| КОРОТКАЯ ЗАДАЧА 1 |
Что, согласно отрывку о картине Репина, кричат люди, когда кидаются на его Иоанна?

| ОТРЫВОК ДЛЯ ЧТЕНИЯ |
Репин же, как художник весьма нервный и чувстви­тельный, но сам собственными глазами никогда убийства и казней не видавший, изобразил на своей картине все ужасы, какие только мог себе представить: и потоки натуральной крови, и глаза, выступившие из орбит, и т. д.

Результат налицо: его картина способна сводить с ума неуравновешенных людей, на его Иоанна кидаются, как на живого человека, с криком «Довольно крови!».

Несомненно, что Репин, создавая эту картину, руко­водился страстною жалостью, но получилось произведение в высшей степени жестокое, извращенно-жестокое, совсем как рассказы Леонида Андреева, Арцыбашева и многих дру­гих современных писателей.

Учесть то зло, которое приносят произведения такого рода, эти ужасы в искусстве, весьма трудно. Случай с карти­ной Репина очень поучителен, потому что нагляден. Кни­га же действует по-иному, чем картина. Однако определить приблизительно область, в которой действует их отрава, возможно.

Представьте себе, что вы являетесь свидетелем акта страшной жестокости, как генерал в «Трех разговорах» Со­ловьева. Раз у вас есть выход активного действия и чувство справедливости может выразиться в поступке — мир вашей души восстанавливается и пережитый ужас становится но­вою ценностью. Но раз вы лишены возможности оказать помощь и действием восстановить нарушенную справедли­вость, то у вас является естественная мысль: лучше бы это случилось со мною, лучше бы я сам был жертвой, потому что самому быть жертвой все же легче, чем быть только безмол­вным свидетелем.

В этих случаях люди говорят: «Стыдно веселиться, ког­да люди умирают с голоду», «Стыдно наслаждаться искус­ством, когда есть столько неграмотных», наконец, «Стыдно жить, когда людей мучают и убивают». Безвыходное сочув­ствие обращается всегда против самого себя и казнит самого себя. Поэтому в эпохи общественных судорог, когда слиш­ком много устоев сдвигается с мест и увеличивается коли­чество видимых, наглядных несчастий, увеличивается в то же время и число самоубийств. Убивают себя те, которым стыдно... Убивает жалость, которая не может найти себе действенного, разумного выхода.

Художники и писатели, изображающие ужасы в том виде, как я вам только что показал на примерах, только сгу­щают безвыходные факты. В то время как Толстой и Досто­евский, сухо отмечая конкретныеявления, останавливаются на трагических преодолениях своих героев, Леонид Андреев и Арцыбашев употребляют все изобразительные средства, имеющиеся в их распоряжении, на выпуклую живопись го­лых фактов, а психологию действующих лиц сводят без вся­ких оттенков к состоянию бреда или истерики.

| КОРОТКАЯ ЗАДАЧА 2 |
Сосчитайте строки ниже, содержащие слово "Query", с учетом регистра, и укажите только число.

| ИСХОДНЫЕ ДАННЫЕ |

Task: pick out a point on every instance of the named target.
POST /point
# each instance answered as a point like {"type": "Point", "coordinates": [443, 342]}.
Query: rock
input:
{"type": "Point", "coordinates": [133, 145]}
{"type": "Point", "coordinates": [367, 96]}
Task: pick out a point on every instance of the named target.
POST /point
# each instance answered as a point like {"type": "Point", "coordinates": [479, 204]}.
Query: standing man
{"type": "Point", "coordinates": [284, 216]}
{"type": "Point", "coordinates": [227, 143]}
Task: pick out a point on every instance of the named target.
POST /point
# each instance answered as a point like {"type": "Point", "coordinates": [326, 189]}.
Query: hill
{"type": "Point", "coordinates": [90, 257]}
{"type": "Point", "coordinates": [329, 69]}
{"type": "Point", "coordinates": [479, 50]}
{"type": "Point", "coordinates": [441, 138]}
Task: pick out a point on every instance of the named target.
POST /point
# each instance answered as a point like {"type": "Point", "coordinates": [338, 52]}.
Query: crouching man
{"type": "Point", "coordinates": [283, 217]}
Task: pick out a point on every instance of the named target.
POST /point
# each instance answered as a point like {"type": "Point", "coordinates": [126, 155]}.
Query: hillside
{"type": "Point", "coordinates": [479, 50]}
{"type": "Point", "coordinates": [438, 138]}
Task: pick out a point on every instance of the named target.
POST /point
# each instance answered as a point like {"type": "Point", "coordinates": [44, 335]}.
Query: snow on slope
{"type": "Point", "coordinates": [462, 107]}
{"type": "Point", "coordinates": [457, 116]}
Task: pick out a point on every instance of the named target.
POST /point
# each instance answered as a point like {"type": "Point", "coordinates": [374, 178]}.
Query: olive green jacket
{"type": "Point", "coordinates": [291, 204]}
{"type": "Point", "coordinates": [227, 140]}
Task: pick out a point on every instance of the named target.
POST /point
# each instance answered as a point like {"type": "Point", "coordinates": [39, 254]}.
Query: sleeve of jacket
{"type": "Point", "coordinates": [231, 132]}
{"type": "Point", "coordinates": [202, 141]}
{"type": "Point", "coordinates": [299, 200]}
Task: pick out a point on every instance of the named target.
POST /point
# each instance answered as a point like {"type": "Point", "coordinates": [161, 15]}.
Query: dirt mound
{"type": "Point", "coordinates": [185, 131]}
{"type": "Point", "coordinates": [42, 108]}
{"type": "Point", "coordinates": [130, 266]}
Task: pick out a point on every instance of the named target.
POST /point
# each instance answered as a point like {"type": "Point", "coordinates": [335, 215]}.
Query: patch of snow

| ОТВЕТ 1 |
«Довольно крови!»

| ОТВЕТ 2 |
10